[Goal of the exercise] Retype the listing that follows without a single change.

[Dataset extract]
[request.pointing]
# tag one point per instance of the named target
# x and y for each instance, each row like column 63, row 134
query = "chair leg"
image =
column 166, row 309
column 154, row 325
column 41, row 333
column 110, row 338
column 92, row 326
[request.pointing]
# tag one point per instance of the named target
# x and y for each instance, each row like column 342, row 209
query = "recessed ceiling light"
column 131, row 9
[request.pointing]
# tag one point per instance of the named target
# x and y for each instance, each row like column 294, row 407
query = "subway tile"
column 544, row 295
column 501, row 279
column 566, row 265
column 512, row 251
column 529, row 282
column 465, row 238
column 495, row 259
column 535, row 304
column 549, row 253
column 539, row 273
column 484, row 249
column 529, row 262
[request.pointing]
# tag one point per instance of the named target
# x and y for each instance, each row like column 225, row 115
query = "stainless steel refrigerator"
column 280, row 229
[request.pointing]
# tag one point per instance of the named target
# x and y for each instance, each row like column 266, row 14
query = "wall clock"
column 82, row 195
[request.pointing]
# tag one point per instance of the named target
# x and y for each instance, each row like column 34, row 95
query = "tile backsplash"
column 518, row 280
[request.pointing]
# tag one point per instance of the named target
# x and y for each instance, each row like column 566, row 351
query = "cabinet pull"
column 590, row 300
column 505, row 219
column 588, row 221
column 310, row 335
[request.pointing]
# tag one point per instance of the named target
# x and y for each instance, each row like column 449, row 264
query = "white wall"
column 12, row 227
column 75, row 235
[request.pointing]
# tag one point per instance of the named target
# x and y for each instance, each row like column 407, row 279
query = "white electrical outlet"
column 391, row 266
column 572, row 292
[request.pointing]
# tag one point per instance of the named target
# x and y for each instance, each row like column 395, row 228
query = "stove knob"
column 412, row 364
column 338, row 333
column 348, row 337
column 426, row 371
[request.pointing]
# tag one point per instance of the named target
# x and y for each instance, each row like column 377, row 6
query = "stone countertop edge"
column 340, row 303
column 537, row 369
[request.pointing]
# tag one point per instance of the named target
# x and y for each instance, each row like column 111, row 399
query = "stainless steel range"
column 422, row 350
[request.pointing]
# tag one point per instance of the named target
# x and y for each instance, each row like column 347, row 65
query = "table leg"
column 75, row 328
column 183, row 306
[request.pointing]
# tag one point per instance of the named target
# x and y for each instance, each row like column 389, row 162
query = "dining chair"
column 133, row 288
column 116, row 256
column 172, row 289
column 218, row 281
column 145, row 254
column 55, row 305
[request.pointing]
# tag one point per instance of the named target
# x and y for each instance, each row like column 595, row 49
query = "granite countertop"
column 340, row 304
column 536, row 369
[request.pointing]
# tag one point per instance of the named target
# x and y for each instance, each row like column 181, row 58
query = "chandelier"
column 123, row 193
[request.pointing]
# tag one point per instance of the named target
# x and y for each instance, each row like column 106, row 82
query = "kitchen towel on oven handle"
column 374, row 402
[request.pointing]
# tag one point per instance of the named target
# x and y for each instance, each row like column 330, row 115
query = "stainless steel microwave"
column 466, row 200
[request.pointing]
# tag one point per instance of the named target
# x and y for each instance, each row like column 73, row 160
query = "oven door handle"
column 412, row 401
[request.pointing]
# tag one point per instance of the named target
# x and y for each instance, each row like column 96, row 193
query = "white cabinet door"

[Response to the exercise]
[request.pointing]
# tag one point per instance of the named target
# x and y for each instance, each row like column 63, row 134
query = "chair leg"
image =
column 166, row 309
column 154, row 325
column 41, row 333
column 110, row 338
column 92, row 326
[request.pointing]
# tag one point per instance of the named target
# x and y for each instance, each row like column 342, row 209
query = "recessed ceiling light"
column 131, row 9
[request.pointing]
# tag one point per instance of the named target
# x and y for each instance, each row like column 294, row 407
query = "subway tile"
column 544, row 295
column 501, row 279
column 566, row 265
column 512, row 251
column 529, row 282
column 465, row 238
column 495, row 259
column 535, row 304
column 549, row 253
column 539, row 273
column 484, row 249
column 529, row 262
[request.pointing]
# tag one point per instance of the named target
# x and y for each instance, each row like column 225, row 115
query = "stainless steel refrigerator"
column 280, row 229
[request.pointing]
# tag one point per instance of the named target
# x and y for each instance, each row like column 266, row 14
query = "wall clock"
column 82, row 195
[request.pointing]
# tag one point per instance of the named target
# x and y for each instance, each row like column 34, row 95
query = "tile backsplash"
column 518, row 280
[request.pointing]
# tag one point per instance of the named target
# x and y for each instance, each row like column 566, row 351
query = "cabinet pull"
column 590, row 300
column 505, row 219
column 588, row 221
column 310, row 335
[request.pointing]
# tag one point per instance of the named target
# x and y for each instance, each row like column 449, row 264
query = "white wall"
column 12, row 227
column 75, row 235
[request.pointing]
# tag one point per instance of the named target
# x and y for each instance, each row like column 407, row 279
query = "white electrical outlet"
column 391, row 266
column 572, row 292
[request.pointing]
# tag one point per instance of the named target
# x and y for each instance, each row like column 395, row 228
query = "stove knob"
column 412, row 364
column 338, row 333
column 348, row 337
column 426, row 371
[request.pointing]
# tag one point per instance of the named target
# x and y for each instance, each row like column 377, row 6
query = "stone countertop edge"
column 340, row 303
column 537, row 369
[request.pointing]
# tag one point per instance of the named target
# x and y for each instance, each row like column 111, row 399
query = "stainless steel range"
column 422, row 350
[request.pointing]
# tag one point per instance of the named target
# x and y for each instance, each row like column 347, row 65
query = "table leg"
column 75, row 328
column 183, row 306
[request.pointing]
# tag one point per instance of the named target
# x and y for each instance, each row like column 389, row 162
query = "dining chair"
column 133, row 288
column 116, row 256
column 172, row 289
column 218, row 281
column 145, row 254
column 55, row 305
[request.pointing]
# tag one point per instance of the named target
# x and y for each instance, each row like column 595, row 49
query = "granite countertop"
column 340, row 304
column 536, row 369
[request.pointing]
# tag one point per instance of the named target
# x and y for each instance, each row like column 181, row 58
query = "chandelier"
column 123, row 193
[request.pointing]
# tag one point per instance of the named target
# x and y for each instance, each row like column 106, row 82
query = "kitchen towel on oven handle"
column 374, row 402
[request.pointing]
# tag one point per instance of the named target
# x and y for each instance, each row like column 330, row 115
query = "stainless steel microwave"
column 466, row 200
[request.pointing]
# tag one point per instance of the named target
# x and y for each instance, each row like column 73, row 160
query = "oven door handle"
column 412, row 401
[request.pointing]
# tag one point per instance of the named target
# x and y for each instance, each row like column 96, row 193
query = "white cabinet door"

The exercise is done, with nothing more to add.